TO BE DONE. In the reflection on love and marriage below, which rabbinical school teacher asked "what on earth gave you the radical idea that marriage has anything to do with love?"
** BEGIN SELECTED TEXT **
10/03/2023 02:13:08 PM

Oct3

Bruce Alpert

"It's a new world.  A new world: love."

Perhaps you recognize those words as the opening to the song “Do You Love Me” from Fiddler on the Roof.  For those of you who don’t, let me give you a little background.  Our beloved hero, Sholem Aleichem's Tevye the dairyman, has just told his wife Golde that he has yet again abrogated his paternal responsibility of choosing a suitable husband for one of their daughters, in this case their second daughter Hodel, and has instead consented to her marriage to Perchik, the young radical with whom she has fallen in love.  To Golde’s protests that Perchik is penniless, Tevye's only response is that Hodel loves him.  That’s when he tells her that they are living in a new world; a world in which marriage is defined by love.  In the song that follows, where Tevye repeatedly pesters Golde with that title question, “Do you love me?” we see the vestiges of their old world; a world of arranged marriages, where questions of love took a back seat to issues of survival.  

As a young boy, I probably listened to that song dozens if not hundreds of times, yet I could never get over my incomprehension when Tevye tells Golde that “the first time I met you was on our wedding day.”  Still, at some point, I began to understand that historically, the institution of marriage was built on economic and social foundations; with considerations of love as a secondary concern - if they were a concern at all.  That point was memorably driven home to me in rabbinical school by one of my wonderful teachers, Rabbi Bernard Zlotowitz, alav ha-shalom.  I cannot for the life of me remember the question I asked him.  I think it had something to do with the relationship between Jacob and one of his many wives.  But I will never forget Rabbi Zlotowitz’s response: “Mister Alpert,” he said in that rich, sonorous voice of his, “what on earth gave you the radical idea that marriage has anything to do with love?"

I suppose my generation was close enough in time to those old ways that - with a little work and imagination - you could understand how Tevye would see marriage based on love as ushering in a new world.  For my kids’ generation, however, there is nothing new here at all.  To them, the idea that marriage can be about anything but love - that it possesses, if only in vestigial forms, values that have nothing to do with love - is the relic of a dark and bigoted past.  In their world, marriages not only begin with love, they end when love ends.
** END SELECTED TEXT **
** BEGIN MATERIAL PROVIDED **
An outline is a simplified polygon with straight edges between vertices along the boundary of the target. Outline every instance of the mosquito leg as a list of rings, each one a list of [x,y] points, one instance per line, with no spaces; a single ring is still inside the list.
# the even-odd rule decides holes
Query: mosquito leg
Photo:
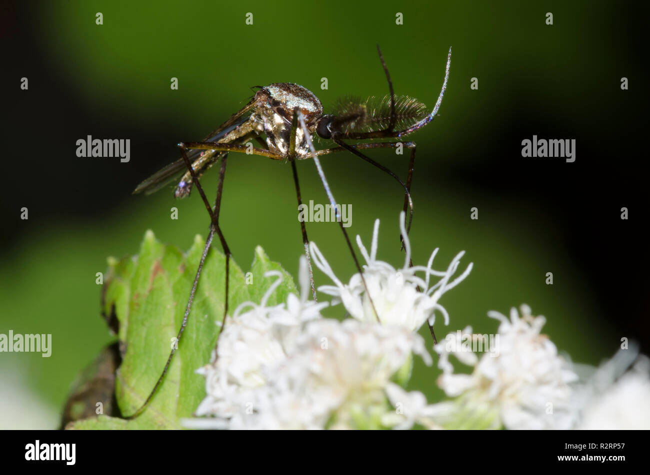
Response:
[[[400,185],[402,185],[402,188],[404,188],[404,192],[406,193],[406,199],[407,199],[407,201],[408,202],[408,204],[409,204],[409,206],[410,207],[410,212],[409,213],[409,219],[408,219],[408,225],[406,226],[406,232],[408,232],[411,230],[411,223],[413,221],[413,200],[411,199],[411,192],[409,191],[408,188],[407,188],[407,186],[404,184],[404,182],[403,181],[402,181],[402,180],[400,178],[400,177],[398,177],[396,175],[395,175],[395,173],[393,173],[393,171],[391,171],[391,170],[389,170],[389,169],[387,169],[385,167],[384,167],[381,164],[377,163],[376,162],[375,162],[374,160],[372,160],[370,157],[367,156],[366,155],[364,155],[363,153],[361,153],[361,152],[359,152],[356,147],[352,147],[352,145],[348,145],[347,143],[346,143],[343,140],[341,140],[340,138],[339,138],[339,137],[337,137],[337,136],[335,136],[335,135],[333,134],[332,136],[332,140],[333,140],[334,143],[336,143],[337,145],[338,145],[339,146],[342,147],[343,149],[347,150],[349,152],[352,152],[353,154],[354,154],[357,156],[359,157],[360,158],[363,158],[363,160],[365,160],[366,162],[367,162],[368,163],[370,164],[373,166],[375,166],[377,168],[378,168],[380,170],[382,170],[382,171],[384,171],[384,172],[385,172],[386,173],[388,173],[388,175],[391,175],[393,178],[394,178],[395,180],[396,180],[398,182],[399,182],[399,184]]]
[[[140,414],[146,408],[147,406],[151,402],[151,399],[153,398],[154,395],[155,395],[156,391],[158,391],[159,387],[162,384],[162,380],[164,379],[165,375],[167,374],[167,370],[169,369],[169,365],[172,363],[172,358],[174,358],[174,353],[176,352],[176,348],[178,348],[178,341],[181,339],[181,335],[183,335],[183,332],[185,329],[185,325],[187,323],[187,318],[189,317],[190,311],[192,310],[192,304],[194,301],[194,295],[196,293],[196,287],[199,284],[199,279],[201,278],[201,271],[203,270],[203,263],[205,262],[205,257],[207,256],[207,252],[210,249],[210,246],[212,245],[213,238],[214,237],[214,228],[210,226],[210,232],[207,235],[207,239],[205,241],[205,245],[203,246],[203,254],[201,254],[201,260],[199,262],[199,267],[196,270],[196,274],[194,276],[194,282],[192,284],[192,290],[190,291],[190,298],[187,302],[187,306],[185,307],[185,313],[183,316],[183,323],[181,324],[181,329],[178,332],[178,335],[176,336],[176,344],[172,347],[172,351],[169,354],[169,356],[167,358],[167,362],[165,363],[164,369],[162,370],[162,372],[161,374],[160,377],[159,377],[158,380],[156,382],[155,385],[153,386],[153,389],[149,393],[149,396],[147,396],[146,400],[142,403],[142,405],[140,406],[137,411],[133,413],[130,416],[126,417],[125,419],[134,419]]]
[[[339,224],[341,225],[341,230],[343,232],[343,236],[345,238],[345,241],[348,243],[348,247],[350,249],[350,252],[352,254],[352,259],[354,260],[354,265],[357,267],[359,275],[361,276],[361,282],[363,282],[363,287],[365,289],[366,293],[368,295],[368,298],[370,300],[370,306],[372,307],[372,311],[374,312],[375,318],[376,318],[377,321],[379,322],[379,313],[377,313],[377,309],[374,306],[374,302],[372,301],[372,297],[370,297],[370,291],[368,290],[368,286],[366,284],[365,278],[363,276],[363,272],[361,271],[361,266],[359,265],[359,260],[357,259],[357,255],[354,252],[354,249],[352,247],[352,243],[350,242],[350,237],[348,236],[348,233],[345,230],[345,227],[343,226],[343,221],[341,219],[341,212],[339,211],[339,208],[336,206],[336,200],[334,199],[334,195],[332,195],[332,190],[330,189],[330,185],[327,182],[327,178],[325,178],[325,173],[323,171],[322,167],[320,165],[320,161],[318,160],[318,155],[316,153],[316,149],[314,148],[314,144],[312,143],[311,138],[309,136],[309,131],[307,130],[307,126],[305,125],[305,119],[302,114],[298,113],[298,119],[300,121],[300,127],[302,127],[302,130],[305,134],[305,138],[307,140],[307,142],[309,145],[309,149],[311,151],[311,158],[314,159],[314,163],[316,164],[316,169],[318,172],[318,177],[320,177],[320,181],[322,182],[323,187],[325,188],[325,193],[327,193],[328,199],[330,200],[330,204],[332,206],[332,208],[335,210],[336,220],[339,222]]]
[[[406,178],[406,184],[404,186],[405,188],[406,188],[406,192],[405,192],[405,193],[404,193],[404,212],[406,212],[406,208],[410,205],[410,204],[412,204],[412,201],[410,201],[409,199],[410,198],[411,183],[411,182],[413,180],[413,167],[414,167],[415,162],[415,148],[416,147],[415,147],[415,142],[411,142],[411,141],[404,142],[404,143],[402,143],[402,142],[374,142],[374,143],[358,143],[358,144],[354,145],[348,145],[348,147],[351,147],[352,149],[354,149],[355,150],[358,150],[358,151],[359,150],[359,149],[395,149],[395,148],[396,148],[397,146],[400,143],[402,143],[402,145],[404,147],[406,147],[408,149],[411,149],[411,158],[410,158],[410,160],[409,160],[408,175],[408,177]],[[332,149],[323,149],[323,150],[319,150],[319,151],[318,151],[318,155],[327,155],[327,154],[331,154],[331,153],[337,153],[339,152],[343,152],[343,151],[351,151],[349,150],[349,149],[344,147],[335,147],[332,148]],[[354,153],[354,152],[353,152],[353,153]],[[411,212],[412,212],[413,208],[411,208]],[[409,232],[410,229],[410,226],[409,226],[409,229],[407,229],[407,230],[406,230],[406,233],[407,234],[408,234],[408,232]],[[404,240],[402,239],[401,235],[400,236],[400,238],[402,240],[402,249],[404,249]],[[413,262],[412,261],[410,262],[409,262],[409,265],[411,267],[413,267]],[[419,290],[419,287],[418,287],[418,290]],[[438,341],[437,341],[437,339],[436,337],[436,333],[434,332],[434,327],[431,324],[430,324],[428,323],[428,322],[427,322],[427,324],[428,324],[428,326],[429,326],[429,331],[431,332],[431,337],[434,340],[434,344],[436,345],[436,343],[438,343]]]
[[[208,213],[210,215],[210,232],[208,234],[207,239],[205,241],[205,245],[203,247],[203,254],[201,256],[201,260],[199,263],[198,269],[196,271],[196,274],[194,276],[194,284],[192,286],[192,290],[190,292],[190,298],[187,302],[187,306],[185,308],[185,313],[183,317],[183,322],[181,324],[181,328],[178,331],[178,334],[176,336],[176,344],[174,345],[172,350],[170,352],[169,356],[167,358],[167,362],[165,363],[164,368],[162,370],[162,372],[161,373],[161,376],[159,377],[158,380],[156,382],[155,385],[153,386],[153,389],[149,393],[149,396],[145,400],[142,405],[136,410],[133,414],[130,416],[125,417],[126,419],[133,419],[137,417],[138,415],[142,414],[142,413],[146,408],[147,405],[153,399],[153,396],[155,395],[156,391],[158,388],[162,384],[162,381],[164,380],[165,375],[167,374],[167,371],[169,369],[170,365],[172,363],[172,359],[174,358],[174,355],[176,352],[176,349],[178,347],[178,345],[180,343],[181,337],[183,336],[183,332],[185,330],[185,327],[187,326],[187,321],[190,316],[190,312],[192,310],[192,306],[194,303],[194,295],[196,292],[196,288],[198,286],[199,280],[201,278],[201,272],[203,270],[203,263],[205,261],[205,258],[207,256],[208,250],[210,249],[210,246],[212,244],[213,239],[214,236],[214,232],[216,232],[219,236],[219,239],[221,241],[221,245],[224,249],[224,254],[226,254],[226,298],[225,298],[225,304],[224,308],[224,319],[223,324],[221,326],[221,328],[219,331],[219,335],[220,335],[221,332],[224,330],[224,326],[226,324],[226,315],[228,311],[228,280],[229,277],[229,260],[230,260],[230,249],[228,247],[228,243],[226,242],[226,239],[224,238],[223,233],[221,232],[221,229],[219,228],[218,219],[219,219],[219,210],[221,206],[221,194],[224,186],[224,176],[226,173],[226,163],[228,159],[228,154],[224,155],[222,158],[221,162],[221,169],[219,171],[219,186],[217,190],[216,195],[216,201],[214,204],[214,212],[213,212],[212,208],[210,206],[210,203],[208,202],[207,199],[205,197],[205,193],[203,190],[203,187],[201,186],[201,184],[199,182],[198,177],[196,177],[196,173],[194,171],[194,168],[192,167],[192,164],[190,162],[189,159],[187,158],[187,154],[185,152],[186,148],[184,147],[181,147],[181,153],[183,155],[183,158],[185,161],[185,165],[187,166],[188,170],[192,175],[192,179],[193,183],[196,186],[197,189],[199,191],[199,194],[201,195],[201,198],[203,199],[203,204],[205,205],[205,208],[207,210]]]

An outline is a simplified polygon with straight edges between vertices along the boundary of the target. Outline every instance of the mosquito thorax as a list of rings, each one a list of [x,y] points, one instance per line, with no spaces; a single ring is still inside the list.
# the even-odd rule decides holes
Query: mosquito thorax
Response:
[[[255,130],[266,136],[268,149],[288,155],[294,111],[302,114],[310,133],[323,113],[322,105],[308,89],[291,82],[277,82],[262,88],[255,94],[255,112],[251,119]],[[302,129],[296,131],[296,156],[309,156],[309,148]]]

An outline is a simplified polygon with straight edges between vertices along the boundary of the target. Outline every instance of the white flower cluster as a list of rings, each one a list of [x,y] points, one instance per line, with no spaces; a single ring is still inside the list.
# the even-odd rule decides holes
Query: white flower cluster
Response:
[[[436,249],[426,267],[411,267],[404,213],[400,228],[406,251],[402,267],[377,260],[378,220],[369,253],[357,237],[366,261],[363,279],[356,274],[347,284],[336,277],[311,243],[315,265],[335,284],[318,290],[332,296],[332,304],[343,302],[352,319],[339,322],[324,318],[320,311],[329,304],[309,300],[304,256],[300,260],[300,297],[290,294],[285,302],[266,306],[282,280],[280,272],[267,273],[266,276],[276,280],[261,302],[240,305],[226,319],[211,362],[198,370],[205,377],[207,396],[196,411],[197,417],[186,420],[185,425],[228,429],[408,429],[416,424],[430,429],[650,428],[647,358],[637,358],[634,350],[621,350],[601,368],[591,370],[591,378],[578,381],[578,367],[559,356],[553,343],[541,334],[544,317],[534,317],[525,305],[521,315],[513,308],[510,318],[488,313],[500,321],[493,338],[474,335],[467,326],[434,347],[442,371],[437,384],[450,399],[429,404],[422,393],[404,390],[413,355],[427,365],[432,363],[417,330],[424,322],[433,323],[436,310],[448,324],[439,300],[467,276],[472,264],[454,277],[461,252],[446,271],[434,270]],[[439,279],[430,287],[432,276]],[[470,367],[471,372],[456,372],[451,355]],[[626,372],[635,360],[634,369]]]
[[[402,267],[396,269],[387,262],[377,260],[379,235],[379,220],[377,219],[374,223],[369,254],[361,238],[357,236],[357,245],[367,263],[363,266],[363,278],[360,274],[355,274],[347,285],[337,278],[318,246],[311,243],[314,263],[335,284],[322,286],[318,290],[334,297],[332,302],[333,305],[343,302],[350,314],[361,321],[376,322],[378,319],[384,324],[401,326],[416,332],[427,321],[432,325],[436,319],[434,313],[438,310],[445,317],[445,324],[449,324],[449,315],[438,300],[443,294],[467,276],[472,270],[472,263],[451,282],[450,280],[456,273],[464,251],[454,258],[446,271],[435,271],[431,268],[438,249],[432,253],[426,267],[411,267],[411,243],[406,234],[404,219],[405,213],[402,212],[400,214],[400,230],[406,251]],[[424,273],[424,278],[416,275],[418,272]],[[441,278],[430,287],[431,276]]]
[[[302,295],[287,305],[260,305],[229,319],[212,361],[198,371],[207,396],[186,421],[188,427],[230,429],[320,429],[382,426],[391,378],[411,354],[427,364],[422,339],[401,327],[339,322],[320,317],[327,304],[307,300],[306,260],[301,258]],[[391,393],[392,394],[392,393]],[[385,419],[388,420],[389,419]],[[403,424],[402,418],[389,422]]]
[[[460,345],[457,334],[450,334],[435,347],[443,374],[438,385],[451,397],[464,396],[464,404],[480,406],[498,415],[508,429],[567,429],[572,426],[574,411],[569,384],[578,377],[557,348],[540,334],[545,320],[533,317],[527,306],[522,315],[513,308],[510,319],[498,312],[488,315],[500,321],[495,347],[479,359]],[[467,327],[464,333],[471,333]],[[473,367],[471,374],[453,372],[449,356],[453,354]]]

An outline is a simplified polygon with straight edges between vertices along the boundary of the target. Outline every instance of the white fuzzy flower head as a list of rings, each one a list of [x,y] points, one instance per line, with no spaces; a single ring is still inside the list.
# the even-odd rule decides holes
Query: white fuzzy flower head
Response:
[[[552,342],[540,334],[544,317],[532,316],[527,306],[521,312],[520,317],[513,308],[510,319],[488,313],[501,324],[494,335],[496,345],[480,358],[456,344],[455,334],[436,345],[443,370],[438,385],[464,405],[483,407],[508,429],[569,428],[576,418],[571,384],[577,376]],[[465,331],[471,332],[471,327]],[[450,354],[473,366],[471,374],[454,374]]]
[[[274,367],[287,357],[295,337],[306,322],[320,317],[326,303],[308,300],[307,262],[300,259],[301,296],[289,294],[287,304],[267,307],[269,297],[282,282],[277,271],[265,274],[276,281],[265,293],[259,304],[242,304],[232,317],[227,317],[211,363],[197,370],[205,376],[207,396],[196,411],[196,415],[218,415],[216,420],[193,420],[188,426],[220,428],[242,410],[255,389],[266,382],[265,368]],[[242,310],[249,309],[244,312]]]
[[[290,295],[286,305],[266,306],[281,274],[272,271],[266,275],[277,280],[262,301],[238,307],[227,320],[211,363],[197,371],[205,376],[207,395],[196,415],[206,417],[187,420],[185,426],[338,429],[404,425],[401,418],[385,418],[393,410],[387,391],[391,380],[410,368],[413,354],[431,364],[422,337],[403,327],[322,318],[320,310],[327,304],[307,300],[304,258],[301,297]]]
[[[406,251],[404,265],[400,269],[395,269],[390,264],[377,260],[379,234],[379,219],[377,219],[374,223],[369,254],[361,238],[357,236],[357,245],[366,261],[366,265],[363,266],[363,278],[361,274],[355,274],[348,284],[343,284],[337,278],[318,246],[313,242],[311,243],[309,246],[314,263],[335,284],[322,286],[318,290],[333,297],[332,301],[333,305],[342,302],[350,314],[361,321],[376,322],[378,318],[384,324],[404,326],[411,331],[417,331],[427,321],[433,324],[434,312],[437,310],[445,317],[445,324],[448,324],[449,317],[447,310],[438,300],[443,294],[456,287],[467,276],[472,269],[472,264],[470,263],[464,272],[452,280],[458,270],[460,258],[465,252],[460,252],[454,258],[446,271],[435,271],[431,266],[438,252],[436,249],[432,253],[426,267],[410,267],[411,243],[406,234],[404,219],[405,213],[402,212],[400,214],[399,225]],[[416,275],[416,273],[423,273],[424,278]],[[440,279],[429,287],[432,276]],[[367,286],[367,292],[363,280]]]
[[[633,345],[619,350],[580,388],[576,398],[580,420],[576,428],[650,429],[650,359],[637,358],[638,351]]]
[[[231,428],[349,429],[395,425],[387,391],[416,353],[430,364],[424,341],[401,327],[319,319],[308,323],[288,358],[267,371],[252,413]]]

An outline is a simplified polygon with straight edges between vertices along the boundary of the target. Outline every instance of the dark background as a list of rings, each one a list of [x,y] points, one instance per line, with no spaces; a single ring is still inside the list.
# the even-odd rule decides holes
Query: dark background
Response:
[[[198,194],[176,202],[171,188],[131,194],[178,158],[175,144],[199,140],[229,117],[251,95],[249,86],[297,82],[326,112],[341,95],[385,93],[377,43],[396,92],[430,107],[453,47],[440,116],[410,138],[418,144],[414,262],[426,263],[439,246],[437,267],[462,249],[463,262],[474,263],[467,282],[442,299],[452,321],[446,328],[438,319],[439,337],[468,324],[493,332],[488,310],[507,313],[525,302],[547,317],[545,330],[577,361],[597,364],[623,337],[647,352],[648,9],[642,3],[5,1],[1,8],[0,332],[52,333],[54,345],[49,359],[0,354],[0,394],[20,387],[31,395],[14,406],[4,401],[14,415],[27,412],[32,396],[33,404],[55,413],[74,376],[111,341],[95,284],[107,256],[135,254],[148,228],[183,249],[194,234],[205,235]],[[248,12],[253,25],[245,24]],[[396,12],[403,25],[395,25]],[[23,77],[27,91],[20,88]],[[177,91],[170,88],[173,77]],[[478,90],[469,87],[474,77]],[[629,90],[621,90],[623,77]],[[130,139],[131,161],[77,158],[75,142],[88,134]],[[534,134],[575,139],[576,161],[523,158],[521,141]],[[372,156],[406,176],[408,154]],[[351,155],[322,162],[337,199],[353,204],[349,232],[369,245],[380,218],[379,256],[400,265],[398,185]],[[326,202],[312,161],[298,164],[298,173],[304,199]],[[203,181],[210,195],[215,175]],[[221,222],[239,262],[247,265],[259,244],[296,274],[302,247],[292,186],[289,165],[231,154]],[[20,218],[23,206],[27,221]],[[177,221],[170,219],[172,206]],[[469,219],[474,206],[478,221]],[[307,223],[307,230],[347,280],[354,267],[337,226]],[[552,286],[545,284],[549,271]],[[433,392],[430,373],[416,369],[415,377]],[[16,425],[30,425],[21,417]],[[39,420],[31,425],[47,425]]]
** END MATERIAL PROVIDED **
FULL OUTPUT. Rabbi Bernard Zlotowitz